Задание: Воспроизведите отрывок заметки о Шиффе, начиная со слов «Об отношении Шиффа» и продолжая вплоть до слов «не откликнулся никак.», заменив «сношений» на «связей».

Цитируемый фрагмент:
● ● ● ● ●

Об отношении Шиффа к белому движению почти ничего неизвестно. Пока что обнародовано только два письма, в которых он изливает своё негодование по поводу еврейских погромов на территории, занятой добровольцами. Что же касается его отношения к большевикам, то друг и биограф Шиффа, Сирус Адлер, ограничивается короткой заметкой, что после захвата власти большевиками у Шиффа больше не было никаких сношений с Россией, так как он «нисколько не симпатизировал их методам и принципам». На бесконечные расстрелы и зверства большевиков он, по-видимому, не откликнулся никак.
Умер Шифф в сентябре 1920 г., 73-х лет от роду.
С. Волконская[5].
«Возрождение» (Париж), № 1631, 19 ноября 1929.
Примечания:
[1] Эмиль Людвиг (1881-1948) — немецкий писатель, известный биограф. Родился в 1881 году в еврейской семье, сменил фамилию на «Людвиг», в 1902 г. принял христианство, в 1922 г. вернулся в иудаизм. Написал множество биографий популярных деятелей и личностей. Во время Первой мировой войны был иностранным корреспондентом газеты Berliner Tageblatt в Вене и Стамбуле. Написал биографии Гёте (1920), Бисмарка (1921-1926), «Наполеона» (1925), книгу о Первой мировой войне «Июль 1914 г.» (Рига.: Книга для всех. 1929. — 240 с.). Как журналист брал интервью у Бенито Муссолини, Сталина (13 декабря 1931). Это было первое большое интервью, которое Сталин дал иностранцу. В 1932 году стал гражданином Швейцарии, затем в 1940 году эмигрировал в США. После Второй мировой войны вернулся в Швейцарию, где скончался в 1948.
[2] Речь идёт, конечно, о Японской войне. – Прим. ред.

● ● ● ● ●

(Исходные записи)

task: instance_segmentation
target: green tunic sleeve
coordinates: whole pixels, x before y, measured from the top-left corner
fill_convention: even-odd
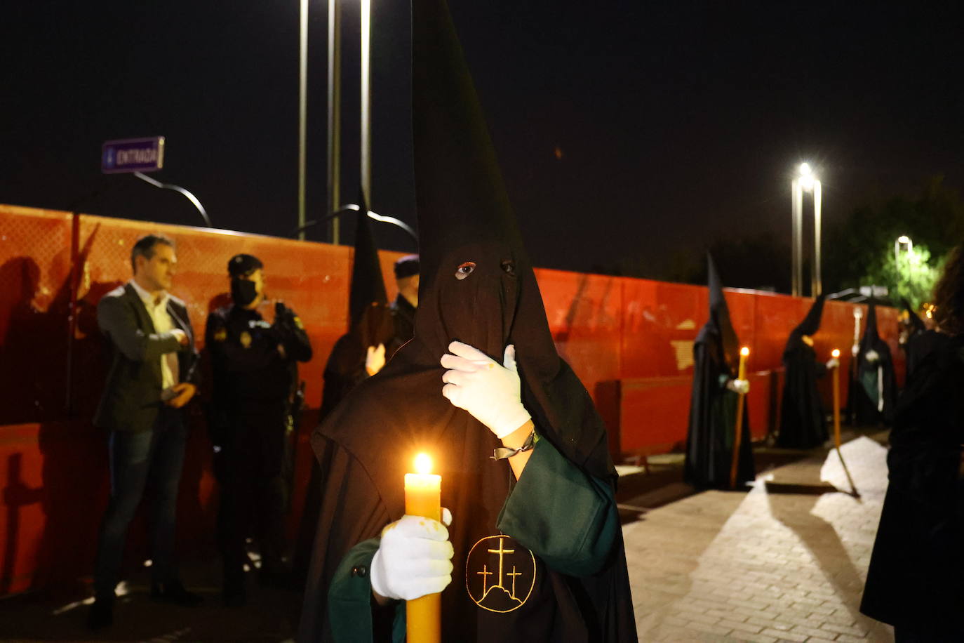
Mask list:
[[[371,643],[374,640],[371,597],[371,560],[379,538],[356,545],[341,560],[328,590],[328,619],[337,643]],[[397,603],[391,626],[393,643],[405,641],[405,603]]]
[[[569,576],[595,574],[619,526],[612,486],[540,440],[498,516],[498,528]]]

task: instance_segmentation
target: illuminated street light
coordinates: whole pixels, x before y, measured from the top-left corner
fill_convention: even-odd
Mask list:
[[[905,253],[910,253],[914,250],[914,242],[911,241],[910,237],[906,234],[901,234],[897,237],[897,240],[894,242],[894,263],[898,264],[900,262],[900,247],[903,246]]]
[[[794,296],[803,291],[803,193],[814,195],[814,260],[811,270],[810,294],[817,297],[823,287],[820,281],[820,205],[822,201],[822,186],[814,175],[809,163],[801,163],[797,175],[790,184],[792,201],[792,283]]]
[[[341,8],[328,0],[328,212],[341,206]],[[338,243],[338,218],[331,219],[331,241]]]

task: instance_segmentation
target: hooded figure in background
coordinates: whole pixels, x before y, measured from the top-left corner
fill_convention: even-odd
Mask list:
[[[924,321],[914,311],[910,302],[904,299],[902,303],[906,317],[901,315],[900,347],[904,351],[906,379],[909,380],[918,364],[938,342],[935,340],[934,331],[927,328]]]
[[[783,356],[786,379],[777,446],[813,448],[823,444],[829,437],[820,408],[817,378],[823,377],[827,368],[836,368],[840,364],[834,359],[826,363],[817,359],[813,335],[820,328],[822,314],[823,295],[820,295],[787,339]]]
[[[355,256],[348,293],[348,333],[335,342],[325,363],[321,393],[322,421],[352,388],[382,369],[387,358],[390,357],[386,355],[386,346],[394,335],[364,195],[360,196],[359,202],[362,207],[355,225]],[[326,474],[327,471],[319,469],[317,460],[312,460],[292,565],[299,581],[305,580],[311,560],[311,544],[317,529]]]
[[[877,335],[877,312],[870,302],[867,307],[867,327],[857,353],[857,423],[889,425],[894,420],[897,399],[897,384],[891,347]]]
[[[697,489],[729,489],[733,466],[734,427],[740,393],[749,391],[746,380],[737,380],[739,339],[730,322],[730,309],[711,256],[709,263],[710,320],[693,344],[693,390],[689,401],[684,477]],[[756,477],[750,424],[742,415],[736,487]]]
[[[378,249],[363,197],[361,202],[348,294],[348,333],[335,342],[325,364],[321,396],[323,420],[348,391],[382,369],[387,358],[386,346],[394,335]]]
[[[413,23],[415,336],[312,435],[299,638],[404,640],[401,600],[442,592],[444,641],[636,640],[605,427],[556,353],[444,2]],[[419,451],[447,528],[403,517]]]

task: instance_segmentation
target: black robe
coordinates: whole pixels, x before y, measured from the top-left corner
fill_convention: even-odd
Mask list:
[[[710,319],[693,344],[693,388],[689,401],[683,477],[697,489],[729,489],[739,395],[726,388],[739,363],[739,339],[730,321],[723,283],[711,256],[707,256]],[[745,411],[745,409],[744,409]],[[740,424],[736,488],[756,477],[750,421]]]
[[[370,560],[381,529],[402,516],[404,474],[424,450],[435,459],[442,504],[453,515],[455,571],[442,594],[443,640],[635,640],[605,427],[552,343],[444,2],[415,0],[413,28],[421,268],[415,336],[312,435],[330,472],[299,638],[331,640],[335,626],[355,628],[362,637],[373,631],[378,640],[390,635],[395,610],[369,607],[366,566],[353,563]],[[514,488],[508,463],[490,458],[499,444],[492,431],[442,395],[439,361],[453,339],[499,363],[506,345],[516,346],[522,402],[541,442]],[[537,459],[542,465],[533,467]],[[530,515],[512,510],[514,498]],[[579,539],[573,525],[584,527]],[[533,598],[506,611],[505,620],[467,596],[472,549],[500,533],[532,552],[536,569]],[[578,558],[585,552],[592,555]],[[340,623],[348,604],[359,619]]]
[[[785,382],[780,408],[780,434],[777,446],[813,448],[829,438],[820,408],[817,378],[827,372],[817,352],[799,335],[790,335],[784,350]]]
[[[964,605],[964,338],[940,335],[935,344],[897,403],[860,607],[908,630],[959,625]]]
[[[700,331],[693,345],[693,390],[683,476],[697,489],[729,489],[734,426],[740,398],[726,388],[727,381],[734,375],[719,357],[719,336],[708,327],[709,324]],[[756,477],[747,415],[744,409],[736,467],[737,489]]]
[[[877,354],[876,360],[868,359],[870,351]],[[872,302],[868,307],[867,328],[857,353],[856,385],[853,399],[857,423],[865,426],[890,424],[894,420],[897,384],[891,347],[877,335],[877,315]]]
[[[355,387],[368,379],[365,361],[369,346],[383,344],[387,361],[396,350],[390,348],[394,337],[393,314],[388,307],[378,249],[371,232],[363,194],[359,201],[362,207],[355,223],[355,255],[348,293],[349,331],[335,342],[328,362],[325,362],[321,421],[331,415]],[[327,474],[326,468],[319,467],[316,460],[312,461],[305,509],[295,538],[292,568],[299,582],[305,581],[311,560],[311,545],[318,527],[318,511]]]

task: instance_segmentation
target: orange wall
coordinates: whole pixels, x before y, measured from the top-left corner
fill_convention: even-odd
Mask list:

● ● ● ● ●

Результат выполнения:
Об отношении Шиффа к белому движению почти ничего неизвестно. Пока что обнародовано только два письма, в которых он изливает своё негодование по поводу еврейских погромов на территории, занятой добровольцами. Что же касается его отношения к большевикам, то друг и биограф Шиффа, Сирус Адлер, ограничивается короткой заметкой, что после захвата власти большевиками у Шиффа больше не было никаких связей с Россией, так как он «нисколько не симпатизировал их методам и принципам». На бесконечные расстрелы и зверства большевиков он, по-видимому, не откликнулся никак.